Material shown -
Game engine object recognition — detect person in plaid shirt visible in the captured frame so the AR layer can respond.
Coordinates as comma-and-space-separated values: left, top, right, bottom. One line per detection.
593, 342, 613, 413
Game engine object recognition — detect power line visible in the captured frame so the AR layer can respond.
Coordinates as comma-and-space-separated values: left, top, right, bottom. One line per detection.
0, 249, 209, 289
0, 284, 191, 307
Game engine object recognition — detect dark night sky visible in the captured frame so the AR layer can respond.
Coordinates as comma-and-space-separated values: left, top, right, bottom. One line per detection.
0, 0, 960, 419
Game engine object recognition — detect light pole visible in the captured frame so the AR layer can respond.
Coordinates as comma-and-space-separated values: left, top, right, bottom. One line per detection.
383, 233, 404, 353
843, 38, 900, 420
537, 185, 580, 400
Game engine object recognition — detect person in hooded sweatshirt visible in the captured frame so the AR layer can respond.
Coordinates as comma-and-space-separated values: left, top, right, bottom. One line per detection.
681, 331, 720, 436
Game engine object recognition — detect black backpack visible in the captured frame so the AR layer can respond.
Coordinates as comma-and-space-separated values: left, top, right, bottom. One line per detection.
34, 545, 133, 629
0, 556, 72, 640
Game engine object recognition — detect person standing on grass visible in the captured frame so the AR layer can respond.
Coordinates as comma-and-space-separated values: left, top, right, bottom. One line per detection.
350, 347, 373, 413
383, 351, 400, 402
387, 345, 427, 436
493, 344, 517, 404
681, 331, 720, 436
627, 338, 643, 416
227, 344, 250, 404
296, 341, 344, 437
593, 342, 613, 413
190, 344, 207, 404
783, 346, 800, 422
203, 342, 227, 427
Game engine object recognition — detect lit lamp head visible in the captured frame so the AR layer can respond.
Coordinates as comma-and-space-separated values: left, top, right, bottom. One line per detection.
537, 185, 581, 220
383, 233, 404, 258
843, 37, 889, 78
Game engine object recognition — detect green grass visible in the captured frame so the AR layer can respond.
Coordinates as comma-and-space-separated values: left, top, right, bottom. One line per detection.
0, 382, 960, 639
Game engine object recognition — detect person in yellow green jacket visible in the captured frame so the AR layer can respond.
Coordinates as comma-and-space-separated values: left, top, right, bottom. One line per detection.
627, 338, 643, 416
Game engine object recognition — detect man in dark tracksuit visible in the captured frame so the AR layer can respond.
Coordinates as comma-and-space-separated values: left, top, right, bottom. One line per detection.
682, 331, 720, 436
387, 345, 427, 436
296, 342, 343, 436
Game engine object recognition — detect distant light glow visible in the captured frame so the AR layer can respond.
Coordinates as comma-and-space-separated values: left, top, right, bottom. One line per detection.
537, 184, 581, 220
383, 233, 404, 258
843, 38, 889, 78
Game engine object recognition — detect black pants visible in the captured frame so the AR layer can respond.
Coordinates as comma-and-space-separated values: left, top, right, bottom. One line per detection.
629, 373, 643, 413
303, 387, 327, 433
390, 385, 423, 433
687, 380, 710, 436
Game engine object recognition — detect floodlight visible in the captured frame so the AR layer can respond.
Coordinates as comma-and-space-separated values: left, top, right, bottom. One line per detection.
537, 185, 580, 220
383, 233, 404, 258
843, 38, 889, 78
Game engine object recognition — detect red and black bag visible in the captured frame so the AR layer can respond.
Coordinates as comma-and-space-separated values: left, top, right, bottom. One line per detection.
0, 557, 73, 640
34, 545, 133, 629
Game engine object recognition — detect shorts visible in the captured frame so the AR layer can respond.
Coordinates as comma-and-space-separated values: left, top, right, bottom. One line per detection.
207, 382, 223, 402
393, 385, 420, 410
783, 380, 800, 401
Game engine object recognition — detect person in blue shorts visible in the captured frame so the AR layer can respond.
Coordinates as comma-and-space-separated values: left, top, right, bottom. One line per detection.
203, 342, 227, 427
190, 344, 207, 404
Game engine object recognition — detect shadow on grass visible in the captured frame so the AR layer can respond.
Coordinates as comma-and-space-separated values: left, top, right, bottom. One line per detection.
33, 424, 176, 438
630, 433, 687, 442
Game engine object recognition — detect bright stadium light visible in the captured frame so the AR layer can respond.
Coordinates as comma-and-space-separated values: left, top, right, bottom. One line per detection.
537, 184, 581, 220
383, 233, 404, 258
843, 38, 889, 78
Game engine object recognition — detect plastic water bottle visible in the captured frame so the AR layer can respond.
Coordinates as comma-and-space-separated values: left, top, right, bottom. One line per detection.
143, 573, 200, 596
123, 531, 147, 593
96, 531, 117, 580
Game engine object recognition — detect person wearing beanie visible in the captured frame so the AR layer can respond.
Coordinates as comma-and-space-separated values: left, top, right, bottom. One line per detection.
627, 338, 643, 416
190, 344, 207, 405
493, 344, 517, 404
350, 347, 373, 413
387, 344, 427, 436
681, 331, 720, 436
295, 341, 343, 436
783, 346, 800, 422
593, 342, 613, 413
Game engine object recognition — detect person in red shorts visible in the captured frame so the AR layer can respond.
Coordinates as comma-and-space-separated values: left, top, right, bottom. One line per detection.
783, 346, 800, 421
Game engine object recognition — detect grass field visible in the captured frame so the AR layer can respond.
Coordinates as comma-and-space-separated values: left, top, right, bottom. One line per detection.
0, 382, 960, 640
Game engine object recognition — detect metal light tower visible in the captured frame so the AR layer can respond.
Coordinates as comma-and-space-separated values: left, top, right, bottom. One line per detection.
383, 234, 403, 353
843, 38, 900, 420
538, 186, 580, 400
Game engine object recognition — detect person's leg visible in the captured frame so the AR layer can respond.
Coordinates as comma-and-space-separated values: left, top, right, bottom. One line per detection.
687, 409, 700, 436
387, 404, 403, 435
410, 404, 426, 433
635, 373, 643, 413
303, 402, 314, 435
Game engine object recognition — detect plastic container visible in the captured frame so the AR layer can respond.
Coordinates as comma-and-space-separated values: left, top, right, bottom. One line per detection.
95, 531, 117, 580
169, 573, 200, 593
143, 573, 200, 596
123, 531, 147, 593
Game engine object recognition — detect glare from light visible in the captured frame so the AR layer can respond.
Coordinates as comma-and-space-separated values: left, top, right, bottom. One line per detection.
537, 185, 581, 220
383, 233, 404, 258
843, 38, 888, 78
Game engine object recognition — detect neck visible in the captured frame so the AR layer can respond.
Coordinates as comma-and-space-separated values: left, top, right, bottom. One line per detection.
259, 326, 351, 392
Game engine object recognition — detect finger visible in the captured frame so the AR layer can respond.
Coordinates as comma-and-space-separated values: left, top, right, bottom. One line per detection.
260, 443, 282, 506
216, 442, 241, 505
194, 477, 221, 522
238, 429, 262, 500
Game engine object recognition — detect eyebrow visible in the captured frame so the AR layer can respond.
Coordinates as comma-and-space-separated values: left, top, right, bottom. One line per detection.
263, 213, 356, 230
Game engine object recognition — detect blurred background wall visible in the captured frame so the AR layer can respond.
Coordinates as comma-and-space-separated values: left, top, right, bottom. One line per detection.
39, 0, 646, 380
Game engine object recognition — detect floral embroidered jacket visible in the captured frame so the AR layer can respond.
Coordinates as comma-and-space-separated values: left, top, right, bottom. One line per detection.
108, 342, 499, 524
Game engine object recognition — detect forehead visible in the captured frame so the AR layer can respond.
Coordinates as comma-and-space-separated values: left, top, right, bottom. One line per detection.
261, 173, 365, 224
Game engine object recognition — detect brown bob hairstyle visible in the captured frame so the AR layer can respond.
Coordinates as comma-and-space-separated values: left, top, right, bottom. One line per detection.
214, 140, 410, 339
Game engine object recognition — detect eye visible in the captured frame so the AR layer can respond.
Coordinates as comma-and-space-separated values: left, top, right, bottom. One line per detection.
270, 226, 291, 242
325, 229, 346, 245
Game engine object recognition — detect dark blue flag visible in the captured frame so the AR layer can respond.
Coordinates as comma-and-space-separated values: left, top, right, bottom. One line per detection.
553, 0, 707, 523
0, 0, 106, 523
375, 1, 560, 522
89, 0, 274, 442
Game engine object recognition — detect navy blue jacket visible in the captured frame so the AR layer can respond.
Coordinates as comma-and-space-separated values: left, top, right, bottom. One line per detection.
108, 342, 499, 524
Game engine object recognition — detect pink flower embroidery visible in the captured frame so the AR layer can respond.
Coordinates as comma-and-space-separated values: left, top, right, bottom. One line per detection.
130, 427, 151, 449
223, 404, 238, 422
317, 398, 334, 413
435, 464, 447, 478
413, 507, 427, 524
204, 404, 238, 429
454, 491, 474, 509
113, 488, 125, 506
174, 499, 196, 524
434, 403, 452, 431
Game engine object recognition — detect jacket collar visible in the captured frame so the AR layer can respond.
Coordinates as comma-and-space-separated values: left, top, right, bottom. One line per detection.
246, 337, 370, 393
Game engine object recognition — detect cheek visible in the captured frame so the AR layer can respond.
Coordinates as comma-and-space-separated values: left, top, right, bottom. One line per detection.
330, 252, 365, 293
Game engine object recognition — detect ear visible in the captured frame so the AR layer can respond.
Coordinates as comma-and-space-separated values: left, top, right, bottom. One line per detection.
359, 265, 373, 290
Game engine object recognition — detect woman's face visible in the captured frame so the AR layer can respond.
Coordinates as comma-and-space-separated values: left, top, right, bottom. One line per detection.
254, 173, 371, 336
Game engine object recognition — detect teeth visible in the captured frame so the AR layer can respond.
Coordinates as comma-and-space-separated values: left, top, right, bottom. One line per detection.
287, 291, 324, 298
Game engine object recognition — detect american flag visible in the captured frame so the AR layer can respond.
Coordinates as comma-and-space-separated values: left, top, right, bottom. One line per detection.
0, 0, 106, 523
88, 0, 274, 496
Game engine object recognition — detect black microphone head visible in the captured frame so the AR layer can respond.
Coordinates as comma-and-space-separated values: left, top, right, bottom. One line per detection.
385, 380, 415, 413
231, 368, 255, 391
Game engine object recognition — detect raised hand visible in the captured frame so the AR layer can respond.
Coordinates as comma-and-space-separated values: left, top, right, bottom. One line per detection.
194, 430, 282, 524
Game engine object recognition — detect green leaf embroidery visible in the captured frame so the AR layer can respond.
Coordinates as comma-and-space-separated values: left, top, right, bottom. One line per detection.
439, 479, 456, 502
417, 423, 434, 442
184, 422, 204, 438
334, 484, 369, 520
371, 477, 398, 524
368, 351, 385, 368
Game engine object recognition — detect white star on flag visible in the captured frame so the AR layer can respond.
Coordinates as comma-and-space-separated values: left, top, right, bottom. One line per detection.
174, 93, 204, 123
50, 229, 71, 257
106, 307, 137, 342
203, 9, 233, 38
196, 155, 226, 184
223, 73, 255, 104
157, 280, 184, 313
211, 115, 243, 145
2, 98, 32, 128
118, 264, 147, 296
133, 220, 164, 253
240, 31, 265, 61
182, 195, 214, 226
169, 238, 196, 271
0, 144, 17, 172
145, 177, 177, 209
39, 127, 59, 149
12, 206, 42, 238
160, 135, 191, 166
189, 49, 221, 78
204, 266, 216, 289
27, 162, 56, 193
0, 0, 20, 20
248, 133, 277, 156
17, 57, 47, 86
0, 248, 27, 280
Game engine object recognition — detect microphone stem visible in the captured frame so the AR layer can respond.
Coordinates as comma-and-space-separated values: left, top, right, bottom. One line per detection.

Directions -
Copy the records word for word, starting with the first line and ending with the line that contains "0, 556, 72, 640", including that line.

Worked answer -
Game engine object recognition — detect person in plaid shirt visible in the captured frame so the AR layer can respond.
Coordinates as comma-and-space-separated values: left, top, right, bottom. One line per detection.
593, 342, 613, 413
Game engine object recognition — detect power line visible in the captured frame so the AR layer can respond.
Coordinates as comma-and-space-separated values: left, top, right, bottom. One line per detection.
0, 249, 209, 289
0, 284, 191, 307
Game engine object recognition — detect dark night sky visible in the captured frame so the AR layer can respond.
Coordinates as comma-and-space-separated values: left, top, right, bottom. One line per detection.
0, 0, 960, 419
Game engine object recognition — detect light pole visible in the captured frame so the AR layer can respond.
Coordinates as comma-and-space-separated values: left, top, right, bottom. One line per detection.
383, 233, 404, 353
843, 38, 900, 420
537, 185, 580, 400
Game engine object recognition — detect person in hooded sweatshirt visible in the captured frame so the AR layer can respond.
Coordinates as comma-and-space-separated values: left, top, right, bottom. One line per detection.
681, 331, 720, 436
Game engine object recognition — detect black backpack visible in the captured frame so the AR layer can respond.
Coordinates as comma-and-space-separated values: left, top, right, bottom. One line per detection.
34, 545, 133, 629
0, 556, 72, 640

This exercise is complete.